Items from a dataset
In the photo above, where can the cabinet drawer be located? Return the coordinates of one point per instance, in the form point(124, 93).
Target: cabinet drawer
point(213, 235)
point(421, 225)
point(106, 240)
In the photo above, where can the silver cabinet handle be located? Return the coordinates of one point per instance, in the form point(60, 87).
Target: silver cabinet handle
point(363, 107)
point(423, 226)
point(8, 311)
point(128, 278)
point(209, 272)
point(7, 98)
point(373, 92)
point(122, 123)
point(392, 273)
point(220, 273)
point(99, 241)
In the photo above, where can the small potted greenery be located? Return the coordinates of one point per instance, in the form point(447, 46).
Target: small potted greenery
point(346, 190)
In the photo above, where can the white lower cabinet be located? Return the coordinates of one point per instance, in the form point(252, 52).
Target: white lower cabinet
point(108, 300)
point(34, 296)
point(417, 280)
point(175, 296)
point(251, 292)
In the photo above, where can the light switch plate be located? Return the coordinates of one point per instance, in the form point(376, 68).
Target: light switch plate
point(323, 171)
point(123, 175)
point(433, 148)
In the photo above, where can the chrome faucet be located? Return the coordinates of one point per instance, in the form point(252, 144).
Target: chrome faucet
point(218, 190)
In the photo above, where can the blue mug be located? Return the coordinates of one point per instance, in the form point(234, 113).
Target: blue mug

Short problem:
Retype, exactly and only, the lines running from the one with "In the photo above, where can the white" through the final line of the listing above.

The result:
In the photo above, where can the white lower cabinet be located? Return the coordinates of one point per instance, in the form point(252, 52).
Target: white lower cabinet
point(108, 300)
point(34, 296)
point(417, 280)
point(175, 296)
point(251, 292)
In the photo above, where can the light switch plate be located? Return the coordinates of one point per instance, in the form point(376, 68).
Target: light switch plate
point(323, 171)
point(123, 175)
point(433, 148)
In the photo above, where can the chrome faucet be located? Return the coordinates of one point per instance, in the form point(252, 144).
Target: chrome faucet
point(218, 190)
In the photo above, where can the blue mug be located? Return the coordinates of one point per instance, in the form point(234, 113).
Target: blue mug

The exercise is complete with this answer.